> **Tasks**:
1/ Repeat the part of the article on 2020's record global heat between "Only 2016 matched" and "six on record.", inclusive, keeping every word and mark unchanged.
2/ Carry on the article about 2020's record global heat, picking up after its final sentence.

> **Passage for review**:
────────────────
Despite reduced emissions our climate continues to ‘hot up’

Temperature data released by the European Union’s Copernicus Climate Change Service (C3S) shows that the climate crisis continued unabated in 2020, with the joint highest global temperatures on record, alarming Arctic heat, record wildfires and record a record 29 tropical Atlantic storms. Despite a 7% global fall in carbon of 2.4bn tonnes reduced emissions from fossil fuels to about 34bn tonnes of carbon dioxide in 2020, due to coronavirus lockdowns, heat-trapping carbon dioxide continued to build up in the atmosphere, also setting a new record. The average surface temperature across the planet in 2020 was 1.25C higher than in the pre-industrial period of 1850-1900, dangerously close to the 1.5C target set by the world’s nations

Only 2016 matched last year’s heat, but that year saw a natural El Nino climate event which boosts temperatures. Without that it is likely 2020 would have been the outright hottest year. Scientists have warned that without urgent action the future for many millions of people “looks black”. Copernicus Climate Change Service showed that the past six years have been the hottest six on record.
────────────────
> **Supplied entries**:

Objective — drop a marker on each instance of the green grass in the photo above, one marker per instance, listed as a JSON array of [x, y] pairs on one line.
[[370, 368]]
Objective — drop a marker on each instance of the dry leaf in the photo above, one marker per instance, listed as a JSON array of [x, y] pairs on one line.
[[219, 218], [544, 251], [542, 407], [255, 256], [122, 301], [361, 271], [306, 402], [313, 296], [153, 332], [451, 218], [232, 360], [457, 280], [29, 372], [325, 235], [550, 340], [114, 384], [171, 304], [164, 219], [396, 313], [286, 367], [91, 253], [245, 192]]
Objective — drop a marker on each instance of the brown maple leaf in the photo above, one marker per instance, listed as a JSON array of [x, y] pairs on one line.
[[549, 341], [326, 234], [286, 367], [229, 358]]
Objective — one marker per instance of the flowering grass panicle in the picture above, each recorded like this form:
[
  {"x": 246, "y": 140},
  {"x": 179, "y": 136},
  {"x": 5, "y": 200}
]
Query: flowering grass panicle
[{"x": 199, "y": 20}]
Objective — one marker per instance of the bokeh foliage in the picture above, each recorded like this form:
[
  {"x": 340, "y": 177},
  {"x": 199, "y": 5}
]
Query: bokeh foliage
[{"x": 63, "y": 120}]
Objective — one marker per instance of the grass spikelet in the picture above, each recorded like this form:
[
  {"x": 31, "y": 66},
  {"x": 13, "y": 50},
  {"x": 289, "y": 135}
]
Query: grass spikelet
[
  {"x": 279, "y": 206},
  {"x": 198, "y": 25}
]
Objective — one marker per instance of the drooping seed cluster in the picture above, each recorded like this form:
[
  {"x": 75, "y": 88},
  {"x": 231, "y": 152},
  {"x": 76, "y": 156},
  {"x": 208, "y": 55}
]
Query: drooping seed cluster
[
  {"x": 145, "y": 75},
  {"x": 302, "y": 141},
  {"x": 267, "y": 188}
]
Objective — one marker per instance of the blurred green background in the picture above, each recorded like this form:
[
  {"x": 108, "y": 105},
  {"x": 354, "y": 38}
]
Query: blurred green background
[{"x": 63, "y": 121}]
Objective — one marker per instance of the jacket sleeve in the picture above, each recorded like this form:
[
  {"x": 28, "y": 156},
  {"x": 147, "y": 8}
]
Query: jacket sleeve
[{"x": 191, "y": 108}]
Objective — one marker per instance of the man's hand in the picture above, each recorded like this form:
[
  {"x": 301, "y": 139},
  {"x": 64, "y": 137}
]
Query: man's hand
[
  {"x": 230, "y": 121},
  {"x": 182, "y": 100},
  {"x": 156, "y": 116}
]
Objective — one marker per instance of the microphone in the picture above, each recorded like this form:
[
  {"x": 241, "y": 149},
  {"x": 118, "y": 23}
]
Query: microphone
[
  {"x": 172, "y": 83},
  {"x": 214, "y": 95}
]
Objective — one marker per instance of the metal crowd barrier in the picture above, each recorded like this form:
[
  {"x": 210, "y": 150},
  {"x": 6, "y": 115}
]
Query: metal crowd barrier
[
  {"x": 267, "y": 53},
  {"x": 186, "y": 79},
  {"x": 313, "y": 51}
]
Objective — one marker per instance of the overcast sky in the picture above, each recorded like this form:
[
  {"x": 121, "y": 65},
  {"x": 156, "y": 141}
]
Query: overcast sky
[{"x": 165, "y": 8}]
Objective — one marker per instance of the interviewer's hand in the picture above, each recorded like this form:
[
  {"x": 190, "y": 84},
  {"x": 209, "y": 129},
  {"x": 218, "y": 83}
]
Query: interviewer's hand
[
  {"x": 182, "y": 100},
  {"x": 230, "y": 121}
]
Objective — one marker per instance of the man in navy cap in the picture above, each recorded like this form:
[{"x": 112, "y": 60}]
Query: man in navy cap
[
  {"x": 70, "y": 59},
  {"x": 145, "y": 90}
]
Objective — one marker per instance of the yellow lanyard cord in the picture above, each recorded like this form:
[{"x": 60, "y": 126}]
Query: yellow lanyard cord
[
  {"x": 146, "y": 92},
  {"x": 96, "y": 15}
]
────────────────
> **Answers for the exercise**:
1/
Only 2016 matched last year’s heat, but that year saw a natural El Nino climate event which boosts temperatures. Without that it is likely 2020 would have been the outright hottest year. Scientists have warned that without urgent action the future for many millions of people “looks black”. Copernicus Climate Change Service showed that the past six years have been the hottest six on record.

2/
Dave Reay, professor of carbon management at Edinburgh University, who was not involved with the study, said the record drop of 7% was still only a “drop in the ocean” when it came to the stock of carbon dioxide humanity has already pumped into the atmosphere, which is expected to reach 412 parts per million (ppm) next year. It is the stock of atmospheric carbon that determines the impact on the climate, and stabilising the level of carbon in the atmosphere will require the whole world to meet net-zero emissions.

The UK showed the second biggest fall in emissions globally, down 13% for the year compared with 2019, with only France showing a larger drop, of 15%. The plunge reflects the prolonged and severe lockdowns in both countries, with surface transport particularly affected. However, greenhouse gas emissions are set to rebound this year as restrictions are lifted and governments strive to return their economies to growth, according to a global study.